═════ Text

Bei Leistungen im Zusammenhang mit Betreutem Wohnen, die über die Vermietung hinaus gehen, stellt sich die Frage, ob diese umsatzsteuerpflichtig sind. Unter bestimmten Voraussetzungen kommt eine Umsatzsteuerbefreiung in Betracht. Im Urteil vom 25.1.2022 hat das Finanzgericht Münster die Voraussetzungen hierfür näher definiert (Hilfsbedürftigkeit und die Art der Leistung).
Im vorliegenden Falle erbrachte eine Seniorenresidenz, bestehend aus einem Pflegeheim und Wohnungen des betreuten Wohnens, an die Bewohner des betreuten Wohnens unterschiedliche Leistungen im Rahmen einer Grundversorgung, einer erweiterten Grundversorgung und Wahlleistungen einschließlich eines Hausnotrufsystems. Pflegebedürftigkeit in Form einer Pflegestufe lag nicht für alle Bewohner vor.
Die Seniorenresidenz erklärte bestimmte Leistungen als umsatzsteuerfrei und bezog sich hierbei auf die Steuerbefreiung für Leistungen, die eng mit der Betreuung und Pflege hilfsbedürftige Personen verbunden sind. Darüber hinaus erklärte sie Wahlleistungen, die nicht unter die Umsatzsteuerbefreiung fallen (z.B. für den Telefonanschluss). Das Finanzamt setzte hingegen Umsatzsteuer für alle über die Vermietung hinausgehenden Leistungen des Betreuten Wohnens fest.

══════════

== Aufgabenstellung 1 ==
Beantworten Sie anhand des Textes zum Betreuten Wohnen diese Fragen:
(a) Welches Gericht hat im Urteil vom 25.1.2022 die Voraussetzungen für die Steuerbefreiung näher definiert?
(b) Woraus bestand die Seniorenresidenz?
(c) Für welche Leistungen setzte das Finanzamt Umsatzsteuer fest?
== Aufgabenstellung 2 ==
Extrahieren Sie aus dem Text zum Betreuten Wohnen die Passage zwischen „Die Seniorenresidenz erklärte“ und „Betreuten Wohnens fest.“, beide eingeschlossen.
Die anschließende Liste ist vom Text unabhängiges Material.

═════ Datenauszug

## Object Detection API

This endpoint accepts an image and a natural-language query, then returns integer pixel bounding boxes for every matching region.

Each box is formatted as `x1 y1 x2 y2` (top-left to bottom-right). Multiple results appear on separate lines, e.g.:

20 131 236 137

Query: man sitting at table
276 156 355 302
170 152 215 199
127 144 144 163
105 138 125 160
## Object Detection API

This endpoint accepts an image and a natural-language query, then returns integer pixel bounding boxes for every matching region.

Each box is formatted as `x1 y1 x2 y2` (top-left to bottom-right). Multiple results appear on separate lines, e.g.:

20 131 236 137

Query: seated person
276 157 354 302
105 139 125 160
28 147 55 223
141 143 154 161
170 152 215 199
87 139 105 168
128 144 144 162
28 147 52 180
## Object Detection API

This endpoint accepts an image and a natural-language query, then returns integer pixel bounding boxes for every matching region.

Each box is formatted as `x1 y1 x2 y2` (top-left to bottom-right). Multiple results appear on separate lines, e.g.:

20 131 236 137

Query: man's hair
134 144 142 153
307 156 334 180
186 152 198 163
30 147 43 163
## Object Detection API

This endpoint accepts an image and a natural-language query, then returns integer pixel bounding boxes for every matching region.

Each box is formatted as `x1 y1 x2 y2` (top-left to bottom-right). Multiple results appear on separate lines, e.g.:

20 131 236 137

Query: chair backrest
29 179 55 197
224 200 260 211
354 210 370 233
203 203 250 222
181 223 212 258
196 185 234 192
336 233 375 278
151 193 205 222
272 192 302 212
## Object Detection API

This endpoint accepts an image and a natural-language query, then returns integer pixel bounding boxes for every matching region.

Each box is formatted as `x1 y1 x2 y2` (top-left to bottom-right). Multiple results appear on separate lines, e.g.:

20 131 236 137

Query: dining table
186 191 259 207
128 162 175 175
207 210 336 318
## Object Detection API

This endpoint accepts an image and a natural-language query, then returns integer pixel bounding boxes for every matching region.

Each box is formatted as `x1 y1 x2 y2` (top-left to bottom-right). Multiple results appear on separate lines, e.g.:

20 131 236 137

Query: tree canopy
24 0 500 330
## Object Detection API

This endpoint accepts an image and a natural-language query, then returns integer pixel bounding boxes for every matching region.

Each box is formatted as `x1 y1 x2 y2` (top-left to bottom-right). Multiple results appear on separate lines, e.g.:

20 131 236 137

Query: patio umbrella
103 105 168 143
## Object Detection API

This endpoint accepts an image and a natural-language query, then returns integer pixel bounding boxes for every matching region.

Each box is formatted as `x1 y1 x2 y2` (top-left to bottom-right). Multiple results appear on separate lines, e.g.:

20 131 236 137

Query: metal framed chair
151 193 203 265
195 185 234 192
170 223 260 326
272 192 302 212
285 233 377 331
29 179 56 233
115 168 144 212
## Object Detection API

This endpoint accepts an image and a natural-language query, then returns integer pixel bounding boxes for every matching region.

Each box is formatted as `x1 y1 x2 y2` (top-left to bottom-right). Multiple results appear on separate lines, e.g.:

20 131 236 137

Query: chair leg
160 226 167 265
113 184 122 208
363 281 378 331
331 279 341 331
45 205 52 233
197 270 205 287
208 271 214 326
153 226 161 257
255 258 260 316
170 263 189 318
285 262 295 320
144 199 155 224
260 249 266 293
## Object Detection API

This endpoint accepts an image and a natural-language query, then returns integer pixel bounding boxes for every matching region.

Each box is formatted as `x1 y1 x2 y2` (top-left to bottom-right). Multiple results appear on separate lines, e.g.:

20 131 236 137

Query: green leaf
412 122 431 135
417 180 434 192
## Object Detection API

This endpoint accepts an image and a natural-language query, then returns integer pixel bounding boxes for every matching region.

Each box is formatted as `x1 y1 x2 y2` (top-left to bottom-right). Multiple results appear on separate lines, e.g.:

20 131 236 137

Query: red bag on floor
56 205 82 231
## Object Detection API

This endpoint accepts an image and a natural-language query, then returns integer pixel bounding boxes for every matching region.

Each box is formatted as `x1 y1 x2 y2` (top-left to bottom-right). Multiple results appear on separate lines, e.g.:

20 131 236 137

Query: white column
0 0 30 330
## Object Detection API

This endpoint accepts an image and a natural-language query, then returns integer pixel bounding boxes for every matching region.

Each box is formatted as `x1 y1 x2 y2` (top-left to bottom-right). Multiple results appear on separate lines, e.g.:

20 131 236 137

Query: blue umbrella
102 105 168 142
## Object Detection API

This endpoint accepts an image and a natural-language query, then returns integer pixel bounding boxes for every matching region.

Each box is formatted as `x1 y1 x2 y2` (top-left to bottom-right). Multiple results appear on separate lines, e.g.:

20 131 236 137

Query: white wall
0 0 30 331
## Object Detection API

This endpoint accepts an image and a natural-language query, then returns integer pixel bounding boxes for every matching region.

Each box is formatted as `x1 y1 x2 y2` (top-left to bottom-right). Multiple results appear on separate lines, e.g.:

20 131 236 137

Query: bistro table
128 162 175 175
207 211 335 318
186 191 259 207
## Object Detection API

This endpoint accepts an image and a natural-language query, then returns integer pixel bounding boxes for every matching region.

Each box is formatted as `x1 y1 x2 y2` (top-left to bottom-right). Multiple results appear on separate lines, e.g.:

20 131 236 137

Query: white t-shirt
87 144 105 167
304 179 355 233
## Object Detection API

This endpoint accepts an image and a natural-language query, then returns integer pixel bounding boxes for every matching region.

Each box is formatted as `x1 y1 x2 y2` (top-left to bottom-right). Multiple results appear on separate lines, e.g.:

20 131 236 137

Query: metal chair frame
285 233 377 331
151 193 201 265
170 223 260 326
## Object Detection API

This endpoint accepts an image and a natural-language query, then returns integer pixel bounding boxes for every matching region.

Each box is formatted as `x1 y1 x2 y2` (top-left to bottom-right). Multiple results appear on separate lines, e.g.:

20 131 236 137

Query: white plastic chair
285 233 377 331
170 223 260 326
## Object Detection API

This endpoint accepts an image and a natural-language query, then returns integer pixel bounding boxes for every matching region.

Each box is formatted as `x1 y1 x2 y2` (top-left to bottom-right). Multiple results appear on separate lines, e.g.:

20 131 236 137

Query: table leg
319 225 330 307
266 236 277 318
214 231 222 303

══════════

== Vollständige Lösung 1 ==
(a) Das Finanzgericht Münster.
(b) Aus einem Pflegeheim und Wohnungen des betreuten Wohnens.
(c) Für alle über die Vermietung hinausgehenden Leistungen des Betreuten Wohnens.

== Vollständige Lösung 2 ==
Die Seniorenresidenz erklärte bestimmte Leistungen als umsatzsteuerfrei und bezog sich hierbei auf die Steuerbefreiung für Leistungen, die eng mit der Betreuung und Pflege hilfsbedürftige Personen verbunden sind. Darüber hinaus erklärte sie Wahlleistungen, die nicht unter die Umsatzsteuerbefreiung fallen (z.B. für den Telefonanschluss). Das Finanzamt setzte hingegen Umsatzsteuer für alle über die Vermietung hinausgehenden Leistungen des Betreuten Wohnens fest.